Start of GIVEN DATA

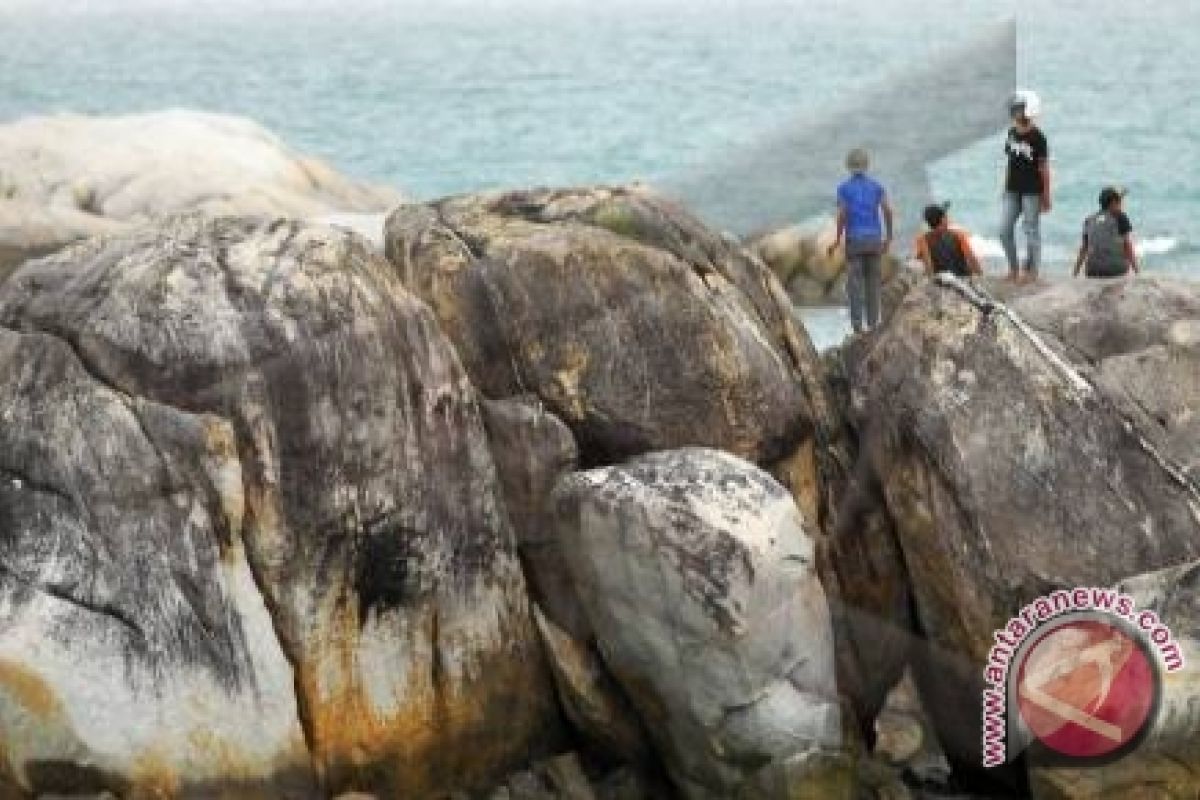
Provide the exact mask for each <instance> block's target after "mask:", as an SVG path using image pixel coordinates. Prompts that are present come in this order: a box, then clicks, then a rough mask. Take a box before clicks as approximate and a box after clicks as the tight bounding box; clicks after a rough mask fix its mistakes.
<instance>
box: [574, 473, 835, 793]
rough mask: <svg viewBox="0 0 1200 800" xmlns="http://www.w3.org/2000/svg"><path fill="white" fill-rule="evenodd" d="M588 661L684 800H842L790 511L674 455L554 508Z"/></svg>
mask: <svg viewBox="0 0 1200 800" xmlns="http://www.w3.org/2000/svg"><path fill="white" fill-rule="evenodd" d="M554 497H556V504H557V512H558V516H559V522H560V528H562V531H560V535H562V537H563V552H564V554H565V555H566V560H568V564H569V567H570V571H571V575H572V577H574V578H575V581H576V585H577V590H578V594H580V600H581V602H582V604H583V607H584V610H586V613H587V615H588V619H589V621H590V624H592V626H593V628H594V631H595V634H596V639H598V642H599V646H600V651H601V654H602V655H604V658H605V661H606V663H607V666H608V668H610V670H611V672H612V674H613V675H614V676H616V678H617V680H618V681H619V682H620V684H622V686H623V687H624V690H625V692H626V693H628V694H629V697H630V699H631V700H632V703H634V705H635V706H636V709H637V711H638V714H640V715H641V716H642V720H643V721H644V722H646V726H647V728H648V729H649V732H650V735H652V736H653V738H654V740H655V744H656V745H658V748H659V750H660V752H661V754H662V756H664V760H665V762H666V764H667V768H668V770H670V772H671V777H672V780H673V781H674V782H676V784H677V786H678V787H679V788H680V789H682V790H683V792H684V794H685V795H686V796H688V798H692V799H697V798H703V799H708V798H809V796H811V798H836V796H841V795H842V794H844V793H845V792H846V788H845V780H844V778H845V762H844V760H842V759H841V758H840V750H841V742H842V738H841V727H840V717H839V705H838V700H836V685H835V678H834V649H833V636H832V630H830V624H829V613H828V609H827V606H826V599H824V594H823V591H822V589H821V584H820V582H818V579H817V575H816V567H815V565H814V548H812V540H811V539H810V536H809V534H808V533H806V531H805V528H804V522H803V519H802V518H800V512H799V510H798V509H797V506H796V504H794V501H793V500H792V498H791V495H790V494H788V493H787V492H786V489H784V488H782V487H781V486H780V485H779V483H776V482H775V480H774V479H772V477H770V476H769V475H767V474H766V473H763V471H762V470H760V469H758V468H756V467H754V465H752V464H750V463H748V462H744V461H740V459H738V458H736V457H733V456H730V455H727V453H724V452H719V451H713V450H701V449H688V450H679V451H667V452H659V453H652V455H649V456H644V457H641V458H637V459H635V461H632V462H630V463H629V464H626V465H622V467H611V468H606V469H598V470H593V471H588V473H578V474H576V475H574V476H571V477H568V479H565V480H563V481H562V482H559V485H558V487H557V488H556V492H554Z"/></svg>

End of GIVEN DATA

TASK DETAILS> Transcribe every entry above exactly. Omit all pictures.

TASK OUTPUT>
Provide the exact mask for each <instance> block's target after "mask:", as an SVG path using image pixel coordinates. Prompts that are present come in this order: a box, then clicks, then a rough mask. Take a box before clicks as approximate and a box after clicks as the tight bounding box; clicks after a rough mask fix its mistakes.
<instance>
box: [574, 473, 835, 793]
rough mask: <svg viewBox="0 0 1200 800" xmlns="http://www.w3.org/2000/svg"><path fill="white" fill-rule="evenodd" d="M588 661L684 800H842L790 511L674 455L554 508Z"/></svg>
mask: <svg viewBox="0 0 1200 800" xmlns="http://www.w3.org/2000/svg"><path fill="white" fill-rule="evenodd" d="M554 497H556V504H557V512H558V516H559V522H560V528H562V531H560V535H562V537H563V552H564V554H565V555H566V560H568V564H569V567H570V571H571V575H572V577H574V578H575V581H576V585H577V590H578V594H580V600H581V602H582V604H583V607H584V610H586V613H587V615H588V619H589V621H590V624H592V626H593V628H594V631H595V634H596V639H598V642H599V646H600V651H601V654H602V655H604V658H605V661H606V663H607V666H608V668H610V670H611V672H612V674H613V675H614V676H616V678H617V680H618V681H619V682H620V684H622V686H623V687H624V690H625V692H626V693H628V694H629V697H630V699H631V700H632V703H634V705H635V706H636V709H637V711H638V714H640V715H641V716H642V720H643V721H644V722H646V726H647V728H648V729H649V732H650V735H652V736H653V738H654V740H655V744H656V745H658V748H659V750H660V752H661V754H662V756H664V760H665V762H666V764H667V768H668V770H670V772H671V777H672V780H673V781H674V782H676V784H677V786H678V787H679V788H680V789H682V790H683V792H684V794H685V795H686V796H688V798H692V799H697V798H703V799H708V798H809V796H811V798H836V796H841V795H842V794H844V793H845V792H846V788H845V780H844V778H845V762H844V760H842V759H841V758H840V750H841V742H842V738H841V727H840V717H839V705H838V700H836V685H835V678H834V649H833V636H832V630H830V624H829V613H828V609H827V606H826V599H824V594H823V591H822V589H821V584H820V582H818V579H817V575H816V567H815V565H814V548H812V540H811V539H810V536H809V534H808V533H806V531H805V528H804V522H803V519H802V518H800V512H799V510H798V509H797V506H796V504H794V501H793V500H792V498H791V495H790V494H788V493H787V492H786V489H784V488H782V487H781V486H780V485H779V483H776V482H775V480H774V479H772V477H770V476H769V475H767V474H766V473H763V471H762V470H760V469H758V468H756V467H754V465H752V464H750V463H748V462H744V461H740V459H738V458H736V457H733V456H730V455H727V453H724V452H719V451H713V450H701V449H688V450H679V451H667V452H659V453H652V455H649V456H644V457H641V458H637V459H635V461H632V462H630V463H629V464H626V465H622V467H611V468H606V469H598V470H593V471H588V473H578V474H576V475H574V476H571V477H568V479H565V480H563V481H562V482H559V485H558V487H557V488H556V492H554Z"/></svg>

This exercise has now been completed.